De início achei que o problema fosse só eu. Ou meu. Crise? Depressão? Certamente apenas uma fase, já iria passar. A pandemia, talvez – sim, provavelmente apenas um efeito da pandemia. Já não tenho certeza. Outros estão relatando percepções similares, e a coisa toda parece ser anterior e mais profunda que simplesmente os efeitos de um ano e meio de isolamento social.
“Ismos”: de imediatismo em hedonismo, instalou-se o niilismo: nada mais parece fazer sentido. Desnutridos, nos alimentamos ainda de migalhas egoicas nas redes sociais, o que apenas escancara o quanto estamos famintos. Mas esquecemos da fome ao reentrar no torvelinho e postar algo mais. E algo mais. De meme em meme (apenas um quadrinho, Deus nos livre de ler textão), de vídeo em vídeo (máximo de um minuto, senão não cabe no Instagram ou no Tik Tok), desbancamos o valor e a importância das grandes obras, dos grandes pensamentos, das grandes questões. Arte e cultura foram tantas vezes relativizadas que já não parece haver distância entre um meme e um Ulysses ou um Fausto. Não chega sequer a ser anarquia, muito menos cinismo – isso ainda teria algum sentido. Não: simplesmente nos rendemos. Não se trata mais de escolhermos entre “apocalípticos ou integrados”, como colocou Umberto Eco; nem apocalípticos nem integrados: nos perdemos num limbo onde essas opções foram paulatinamente se fazendo desnecessárias, obsoletas. Perdemos a guerra (houve guerra? Como? Quando? Onde?).
Descrevo: sento-me ao piano, tento decidir o que passarei a estudar. Variações Goldberg de Bach? Sonata em fá menor de Brahms? Toco um pouco de cada, chego à conclusão de que será demasiado trabalho para depois quase ninguém querer ouvir. Experimento outras tantas peças, nada parece se sustentar. Desisto do piano e vou à minha biblioteca. Tenho uns trinta livros que comecei e não terminei de ler, mas é claro que escolho um novo. Também aqui a leitura não se sustenta, abandono. Repito várias vezes essa operação. Tudo fica, tudo vai ficando, nada mais se completa, nada mais faz sentido em longo prazo (chamo aqui de “longo” ao prazo de uma semana). Fico à mercê de desejos que não duram mais que 48 horas (quando muito). À deriva estou, à deriva continuo.

▶ **AMOSTRAS DE DADOS**
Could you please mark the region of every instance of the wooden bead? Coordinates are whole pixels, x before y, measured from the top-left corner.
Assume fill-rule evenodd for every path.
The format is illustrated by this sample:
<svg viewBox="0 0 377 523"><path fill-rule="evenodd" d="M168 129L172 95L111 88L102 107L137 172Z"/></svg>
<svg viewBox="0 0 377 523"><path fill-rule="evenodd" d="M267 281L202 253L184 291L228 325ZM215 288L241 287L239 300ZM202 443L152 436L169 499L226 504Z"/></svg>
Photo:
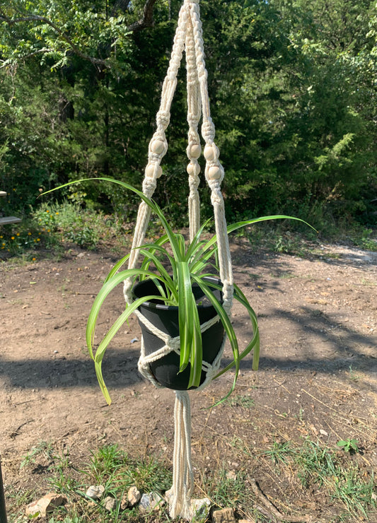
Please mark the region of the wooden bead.
<svg viewBox="0 0 377 523"><path fill-rule="evenodd" d="M165 151L165 143L162 140L154 140L151 145L151 151L155 154L162 154Z"/></svg>
<svg viewBox="0 0 377 523"><path fill-rule="evenodd" d="M190 176L197 176L200 172L200 165L199 163L191 163L188 164L186 170Z"/></svg>
<svg viewBox="0 0 377 523"><path fill-rule="evenodd" d="M198 158L202 153L202 147L199 143L195 143L190 148L190 156L192 158Z"/></svg>
<svg viewBox="0 0 377 523"><path fill-rule="evenodd" d="M150 163L146 169L145 170L146 175L149 177L151 178L154 175L154 171L155 171L156 167L153 163ZM159 178L162 175L162 169L160 165L157 168L157 174L156 174L156 178Z"/></svg>
<svg viewBox="0 0 377 523"><path fill-rule="evenodd" d="M208 170L209 180L219 180L221 177L221 169L217 165L213 165Z"/></svg>

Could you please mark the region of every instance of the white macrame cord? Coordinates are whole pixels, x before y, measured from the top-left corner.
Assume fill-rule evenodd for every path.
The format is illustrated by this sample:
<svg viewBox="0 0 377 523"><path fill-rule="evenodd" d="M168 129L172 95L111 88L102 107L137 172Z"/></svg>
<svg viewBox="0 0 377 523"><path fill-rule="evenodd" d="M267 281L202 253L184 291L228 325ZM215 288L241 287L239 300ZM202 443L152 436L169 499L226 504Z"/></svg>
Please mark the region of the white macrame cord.
<svg viewBox="0 0 377 523"><path fill-rule="evenodd" d="M148 164L145 169L143 192L151 198L156 189L157 179L162 175L160 165L168 150L165 131L169 124L170 107L177 86L177 74L185 51L186 57L187 88L188 145L186 149L189 164L187 168L190 194L188 197L190 235L192 240L200 226L199 198L197 187L199 183L200 166L198 163L202 148L198 133L199 122L202 117L202 136L205 143L204 156L206 160L205 178L211 189L211 201L214 208L215 228L217 235L220 278L223 285L223 306L230 314L233 297L233 274L224 199L221 184L224 179L224 168L219 160L219 151L214 140L215 129L210 115L207 88L207 72L205 67L199 0L185 0L178 18L169 67L165 78L160 108L156 116L156 129L149 143ZM139 206L134 234L129 268L134 269L139 257L139 247L143 245L150 218L150 208L144 202ZM132 301L132 281L126 280L124 293L126 301ZM163 341L163 346L151 355L146 355L144 341L139 360L140 372L154 385L159 387L150 370L152 361L172 351L179 353L179 337L171 338L156 329L138 311L137 317L151 333ZM216 317L201 327L202 331L219 321ZM202 370L206 372L204 383L196 390L202 389L216 374L220 366L225 338L221 350L211 363L204 361ZM187 392L175 391L175 442L173 458L173 481L167 493L169 498L170 515L190 520L193 513L191 495L193 489L193 475L191 465L191 414L190 397Z"/></svg>

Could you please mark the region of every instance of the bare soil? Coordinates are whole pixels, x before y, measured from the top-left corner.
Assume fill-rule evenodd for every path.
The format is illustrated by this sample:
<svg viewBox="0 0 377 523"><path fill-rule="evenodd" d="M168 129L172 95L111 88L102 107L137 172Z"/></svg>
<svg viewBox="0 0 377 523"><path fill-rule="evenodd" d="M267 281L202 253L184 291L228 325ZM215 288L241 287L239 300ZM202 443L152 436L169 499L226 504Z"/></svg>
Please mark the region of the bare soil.
<svg viewBox="0 0 377 523"><path fill-rule="evenodd" d="M293 474L277 476L262 452L277 441L310 437L335 447L354 437L362 452L354 459L366 475L377 469L377 253L325 245L301 258L251 253L241 240L232 250L235 281L259 317L260 370L251 370L250 358L244 360L236 400L218 407L208 409L226 392L231 373L191 394L196 474L223 466L242 471L281 512L299 511L328 523L335 515L330 498L324 503L319 486L305 490ZM134 454L172 458L174 394L139 375L136 319L108 351L110 406L87 353L86 318L115 261L72 249L60 261L0 269L0 452L6 488L38 485L38 475L20 470L20 462L41 441L69 449L76 462L87 459L89 449L115 442ZM99 330L104 332L123 307L120 288L108 299ZM242 347L250 324L237 306L233 320ZM377 522L377 515L370 521Z"/></svg>

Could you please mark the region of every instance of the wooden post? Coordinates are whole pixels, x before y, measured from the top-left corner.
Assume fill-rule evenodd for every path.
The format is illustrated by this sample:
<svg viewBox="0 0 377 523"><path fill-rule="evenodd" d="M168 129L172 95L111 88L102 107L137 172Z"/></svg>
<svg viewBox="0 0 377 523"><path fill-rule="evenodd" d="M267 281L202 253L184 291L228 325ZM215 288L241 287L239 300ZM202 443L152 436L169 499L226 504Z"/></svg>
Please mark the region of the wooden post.
<svg viewBox="0 0 377 523"><path fill-rule="evenodd" d="M0 458L0 523L6 523L6 510L5 507L4 487L1 474L1 459Z"/></svg>

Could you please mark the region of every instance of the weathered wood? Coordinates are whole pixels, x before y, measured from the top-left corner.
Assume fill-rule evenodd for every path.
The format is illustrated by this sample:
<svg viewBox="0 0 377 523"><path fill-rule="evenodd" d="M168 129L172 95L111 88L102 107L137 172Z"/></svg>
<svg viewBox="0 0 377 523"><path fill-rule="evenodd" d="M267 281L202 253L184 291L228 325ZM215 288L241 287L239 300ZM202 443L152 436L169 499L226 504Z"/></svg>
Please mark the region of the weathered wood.
<svg viewBox="0 0 377 523"><path fill-rule="evenodd" d="M0 225L6 225L8 223L18 223L21 221L21 218L16 218L16 216L4 216L0 218Z"/></svg>

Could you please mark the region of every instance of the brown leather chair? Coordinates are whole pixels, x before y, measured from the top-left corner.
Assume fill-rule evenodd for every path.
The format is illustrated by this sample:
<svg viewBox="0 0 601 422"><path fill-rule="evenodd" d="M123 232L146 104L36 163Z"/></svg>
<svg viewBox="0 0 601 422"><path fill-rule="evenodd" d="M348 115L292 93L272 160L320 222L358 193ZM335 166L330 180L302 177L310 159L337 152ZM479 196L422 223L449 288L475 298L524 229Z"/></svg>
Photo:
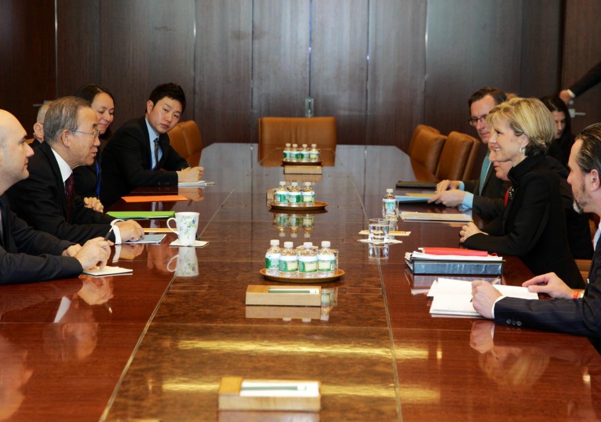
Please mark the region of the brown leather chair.
<svg viewBox="0 0 601 422"><path fill-rule="evenodd" d="M442 133L423 129L416 135L409 156L434 174L446 139Z"/></svg>
<svg viewBox="0 0 601 422"><path fill-rule="evenodd" d="M259 119L258 160L272 150L291 144L317 144L320 149L336 150L334 117L261 117Z"/></svg>
<svg viewBox="0 0 601 422"><path fill-rule="evenodd" d="M203 138L200 135L198 125L194 120L182 121L177 124L182 130L188 148L186 160L190 165L197 166L200 162L200 156L203 152Z"/></svg>
<svg viewBox="0 0 601 422"><path fill-rule="evenodd" d="M415 142L419 135L419 132L422 130L430 130L431 132L433 132L435 133L441 133L441 131L438 129L432 127L432 126L429 126L427 124L418 124L415 126L415 129L413 129L413 133L411 135L411 142L409 144L409 146L407 148L407 154L408 155L411 155L411 150L413 149L413 145L415 144Z"/></svg>
<svg viewBox="0 0 601 422"><path fill-rule="evenodd" d="M178 154L182 156L182 158L188 158L188 147L186 146L186 139L184 139L184 134L178 123L173 127L171 130L167 132L169 135L169 143L171 148L175 150Z"/></svg>
<svg viewBox="0 0 601 422"><path fill-rule="evenodd" d="M451 132L447 136L444 148L441 153L436 169L436 177L441 180L461 180L466 179L474 168L474 150L477 155L478 150L474 142L479 142L469 135L459 132ZM471 163L469 162L471 160ZM468 168L468 167L469 167ZM469 170L469 171L468 171Z"/></svg>

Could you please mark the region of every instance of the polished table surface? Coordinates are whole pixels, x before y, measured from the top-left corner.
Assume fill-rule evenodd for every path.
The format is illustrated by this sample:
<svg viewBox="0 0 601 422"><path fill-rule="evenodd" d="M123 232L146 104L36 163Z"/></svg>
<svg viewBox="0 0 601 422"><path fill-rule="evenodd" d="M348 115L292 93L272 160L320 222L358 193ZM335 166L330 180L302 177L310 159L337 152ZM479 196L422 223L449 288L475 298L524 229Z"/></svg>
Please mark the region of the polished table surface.
<svg viewBox="0 0 601 422"><path fill-rule="evenodd" d="M430 315L424 291L435 277L413 277L404 253L458 246L460 224L400 221L411 231L401 244L357 242L386 188L432 180L404 153L325 151L323 174L299 180L316 180L327 212L299 213L306 227L293 230L266 206L281 152L257 164L256 151L213 144L201 165L215 186L180 189L185 202L115 207L197 211L206 247L169 247L169 234L117 248L114 265L132 275L0 287L0 421L597 420L601 359L586 338L503 326L493 337L490 322ZM332 303L305 320L299 310L291 319L247 317L246 287L276 284L258 274L276 238L329 240L340 251L346 275L323 284ZM504 283L531 275L506 258ZM320 380L322 410L218 412L225 376Z"/></svg>

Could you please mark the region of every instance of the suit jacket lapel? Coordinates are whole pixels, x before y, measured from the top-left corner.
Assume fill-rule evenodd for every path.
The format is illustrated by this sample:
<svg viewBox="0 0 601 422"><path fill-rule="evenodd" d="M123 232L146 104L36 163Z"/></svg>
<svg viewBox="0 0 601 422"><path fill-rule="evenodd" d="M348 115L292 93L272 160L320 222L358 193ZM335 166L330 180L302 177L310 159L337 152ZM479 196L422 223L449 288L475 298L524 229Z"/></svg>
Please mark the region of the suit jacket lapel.
<svg viewBox="0 0 601 422"><path fill-rule="evenodd" d="M58 167L58 162L54 156L54 153L50 150L52 148L50 145L45 142L43 142L37 149L43 152L48 160L48 164L52 171L54 183L56 186L56 191L58 192L58 197L60 198L61 204L63 206L63 213L65 219L67 219L67 194L65 193L65 184L63 182L63 177L61 175L61 169Z"/></svg>

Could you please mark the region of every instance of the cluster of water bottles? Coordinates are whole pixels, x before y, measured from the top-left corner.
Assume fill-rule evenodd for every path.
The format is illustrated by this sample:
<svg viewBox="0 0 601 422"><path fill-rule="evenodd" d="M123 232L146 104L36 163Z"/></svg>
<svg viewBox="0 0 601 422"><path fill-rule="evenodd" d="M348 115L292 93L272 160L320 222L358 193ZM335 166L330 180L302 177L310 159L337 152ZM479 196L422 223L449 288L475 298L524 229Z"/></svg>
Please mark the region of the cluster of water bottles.
<svg viewBox="0 0 601 422"><path fill-rule="evenodd" d="M322 248L305 242L296 249L291 242L284 242L279 247L279 240L273 239L265 254L265 270L267 274L280 277L316 278L333 275L338 269L337 255L330 249L330 242L322 242Z"/></svg>
<svg viewBox="0 0 601 422"><path fill-rule="evenodd" d="M319 150L317 144L311 144L309 148L307 144L303 144L299 148L298 144L286 144L284 148L284 159L291 162L313 163L319 161Z"/></svg>
<svg viewBox="0 0 601 422"><path fill-rule="evenodd" d="M297 182L287 185L282 180L279 186L274 191L273 199L278 205L298 207L315 204L315 191L311 187L310 182L305 182L302 189Z"/></svg>

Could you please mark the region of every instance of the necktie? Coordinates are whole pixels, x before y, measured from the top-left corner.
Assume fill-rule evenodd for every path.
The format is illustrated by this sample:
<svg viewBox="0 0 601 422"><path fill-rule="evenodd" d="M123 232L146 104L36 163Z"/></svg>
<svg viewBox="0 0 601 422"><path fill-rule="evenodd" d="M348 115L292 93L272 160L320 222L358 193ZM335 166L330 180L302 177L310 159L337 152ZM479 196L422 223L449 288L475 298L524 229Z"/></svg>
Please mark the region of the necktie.
<svg viewBox="0 0 601 422"><path fill-rule="evenodd" d="M489 153L489 151L486 151L484 161L482 163L482 169L480 170L480 186L478 188L479 192L478 192L479 195L482 195L482 189L484 187L484 180L486 180L488 170L490 168L490 162L488 159Z"/></svg>
<svg viewBox="0 0 601 422"><path fill-rule="evenodd" d="M65 193L67 194L67 220L69 221L71 218L71 204L73 200L73 191L75 189L75 178L73 177L73 174L71 173L70 176L67 178L65 180Z"/></svg>
<svg viewBox="0 0 601 422"><path fill-rule="evenodd" d="M154 139L154 168L153 170L159 170L159 138Z"/></svg>

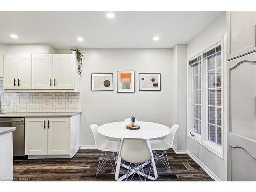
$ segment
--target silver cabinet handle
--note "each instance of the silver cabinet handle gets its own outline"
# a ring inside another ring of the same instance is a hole
[[[195,137],[195,135],[194,134],[193,134],[191,132],[190,132],[190,135],[191,135],[191,136],[193,136],[193,137]]]

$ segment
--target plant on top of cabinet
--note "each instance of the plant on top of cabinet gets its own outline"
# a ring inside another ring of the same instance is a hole
[[[81,76],[82,74],[82,59],[83,59],[83,53],[81,51],[78,49],[71,49],[72,51],[75,51],[75,54],[76,56],[76,59],[77,60],[77,64],[78,65],[78,74],[79,76]]]

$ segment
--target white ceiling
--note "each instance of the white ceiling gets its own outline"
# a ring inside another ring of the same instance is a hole
[[[0,42],[57,49],[172,48],[188,43],[223,12],[112,12],[115,17],[109,19],[106,11],[1,11]],[[159,41],[153,40],[155,36]]]

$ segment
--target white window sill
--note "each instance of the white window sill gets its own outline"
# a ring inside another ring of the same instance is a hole
[[[190,134],[190,132],[188,133],[187,136],[199,143],[203,147],[206,148],[207,150],[216,155],[219,157],[221,158],[222,159],[224,159],[223,154],[222,153],[222,148],[221,146],[217,145],[208,140],[205,141],[202,141],[201,140],[201,137],[197,136],[196,134],[195,134],[195,136],[193,136]]]

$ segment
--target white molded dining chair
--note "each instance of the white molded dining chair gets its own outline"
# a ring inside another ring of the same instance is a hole
[[[96,176],[108,161],[110,162],[113,169],[115,171],[115,168],[111,162],[111,159],[114,157],[115,164],[116,165],[116,159],[115,152],[118,152],[119,151],[120,142],[111,141],[106,140],[104,136],[102,135],[98,132],[98,126],[96,124],[92,124],[90,127],[93,132],[94,142],[97,148],[102,151],[100,157],[99,159],[99,164],[98,165],[98,168],[97,168],[96,174]],[[106,153],[107,152],[112,152],[112,153],[108,154]]]
[[[132,121],[131,118],[127,118],[124,119],[124,122],[127,122],[127,123],[131,123],[131,121]],[[135,123],[138,122],[138,119],[135,118]]]
[[[172,173],[172,172],[169,161],[168,160],[166,150],[172,148],[173,146],[174,137],[175,136],[175,133],[178,128],[179,128],[179,125],[174,124],[170,128],[170,133],[165,139],[160,140],[150,141],[151,148],[153,150],[154,158],[156,159],[156,163],[159,160],[160,160],[170,173]],[[156,150],[160,150],[160,151],[159,153],[156,153]]]
[[[126,181],[127,180],[128,177],[132,175],[131,181],[135,173],[139,175],[141,181],[142,180],[141,175],[144,176],[145,181],[146,181],[146,178],[150,176],[146,174],[144,167],[145,165],[145,163],[150,160],[153,168],[155,176],[153,178],[156,179],[157,178],[153,155],[151,151],[149,143],[145,139],[124,138],[122,140],[115,175],[115,179],[117,181],[123,179],[122,177],[119,178],[122,159],[130,163],[129,167],[126,166],[128,170],[126,176]]]

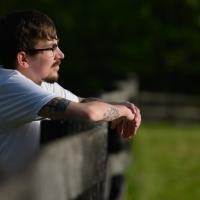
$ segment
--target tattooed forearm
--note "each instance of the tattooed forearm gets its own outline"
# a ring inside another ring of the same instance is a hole
[[[112,121],[120,117],[119,111],[117,108],[110,107],[106,113],[104,113],[105,121]]]
[[[47,103],[39,112],[39,115],[55,115],[62,114],[66,111],[70,101],[62,98],[54,98]]]

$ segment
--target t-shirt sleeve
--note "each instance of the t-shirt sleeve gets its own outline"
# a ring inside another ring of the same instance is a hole
[[[55,97],[16,74],[0,86],[0,122],[20,124],[36,120],[40,109]]]

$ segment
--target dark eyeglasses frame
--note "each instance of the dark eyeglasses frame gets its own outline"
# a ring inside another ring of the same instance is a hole
[[[52,51],[52,52],[55,52],[55,50],[57,49],[58,45],[53,45],[52,47],[49,47],[49,48],[41,48],[41,49],[29,49],[29,50],[26,50],[27,53],[37,53],[37,52],[40,52],[40,51]]]

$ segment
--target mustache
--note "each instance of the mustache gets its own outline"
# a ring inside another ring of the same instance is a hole
[[[61,63],[62,63],[61,60],[58,60],[58,61],[56,61],[55,63],[53,63],[52,67],[55,67],[55,66],[57,66],[57,65],[60,65]]]

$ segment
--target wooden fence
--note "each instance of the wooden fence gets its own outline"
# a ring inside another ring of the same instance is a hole
[[[133,99],[137,79],[102,94],[109,101]],[[2,200],[122,199],[129,142],[107,123],[43,121],[42,147],[26,169],[1,181]]]

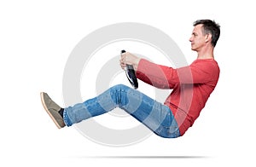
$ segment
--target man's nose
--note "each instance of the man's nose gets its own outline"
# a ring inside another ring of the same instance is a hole
[[[192,42],[193,41],[193,37],[191,37],[190,38],[189,38],[189,42]]]

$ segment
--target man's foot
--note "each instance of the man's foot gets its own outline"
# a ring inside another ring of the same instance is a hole
[[[59,129],[63,128],[65,126],[63,118],[59,113],[59,111],[61,109],[61,107],[53,101],[47,93],[41,92],[40,95],[43,106],[47,113],[49,115],[50,118]]]

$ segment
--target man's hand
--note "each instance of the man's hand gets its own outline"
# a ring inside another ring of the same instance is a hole
[[[125,70],[126,65],[132,65],[134,70],[137,71],[140,60],[141,58],[138,58],[136,55],[130,54],[129,52],[125,52],[121,55],[120,66],[122,69]]]

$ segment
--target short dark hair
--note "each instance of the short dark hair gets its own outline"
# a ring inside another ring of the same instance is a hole
[[[217,41],[220,35],[220,26],[216,23],[214,20],[198,20],[194,22],[193,26],[203,25],[203,33],[204,34],[212,34],[211,43],[213,47],[216,46]]]

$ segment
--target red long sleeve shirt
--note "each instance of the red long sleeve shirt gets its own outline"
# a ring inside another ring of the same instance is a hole
[[[172,89],[164,104],[172,112],[183,135],[199,117],[213,91],[219,67],[213,59],[197,59],[190,66],[177,69],[142,59],[136,75],[156,88]]]

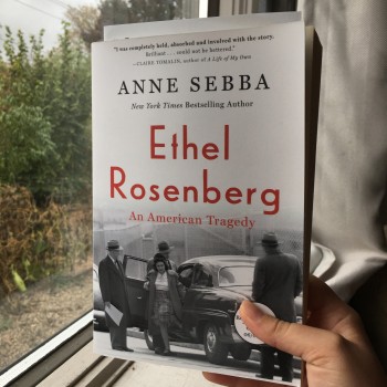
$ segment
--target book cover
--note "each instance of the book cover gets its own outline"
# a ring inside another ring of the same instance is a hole
[[[226,27],[93,44],[94,348],[297,386],[238,308],[302,322],[305,27]]]

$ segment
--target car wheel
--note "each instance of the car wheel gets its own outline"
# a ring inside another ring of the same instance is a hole
[[[220,341],[217,327],[208,324],[205,328],[205,351],[207,359],[212,364],[224,364],[229,354],[228,346]]]
[[[155,351],[154,339],[153,339],[151,334],[149,333],[148,330],[144,330],[144,337],[145,337],[145,342],[146,342],[146,345],[148,346],[148,348],[150,351]]]
[[[236,360],[248,360],[251,355],[251,348],[249,345],[232,345],[230,347],[230,354]]]

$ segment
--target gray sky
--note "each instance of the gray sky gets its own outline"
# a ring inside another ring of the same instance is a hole
[[[44,29],[44,48],[50,49],[62,32],[61,19],[64,19],[66,7],[98,3],[100,0],[0,0],[0,24],[9,25],[13,33],[20,29],[27,35],[36,35]],[[1,45],[3,39],[4,30],[1,29]]]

▶ **TAREFAS**
(1) Responda com base no trecho fornecido:
(a) Quanto tempo de isolamento social é mencionado?
(b) Que autor é citado junto à expressão "apocalípticos ou integrados"?
(c) Quantos livros começados e não terminados há na biblioteca?
(2) Atualize o trecho fornecido: reescreva a parte que começa nas palavras "De início achei" e termina após "de isolamento social.", pondo "quarentena" no lugar de "pandemia".

▶ **RESPOSTAS POR TAREFA**
(1)
(a) Um ano e meio.
(b) Umberto Eco.
(c) Uns trinta.

(2)
De início achei que o problema fosse só eu. Ou meu. Crise? Depressão? Certamente apenas uma fase, já iria passar. A quarentena, talvez – sim, provavelmente apenas um efeito da quarentena. Já não tenho certeza. Outros estão relatando percepções similares, e a coisa toda parece ser anterior e mais profunda que simplesmente os efeitos de um ano e meio de isolamento social.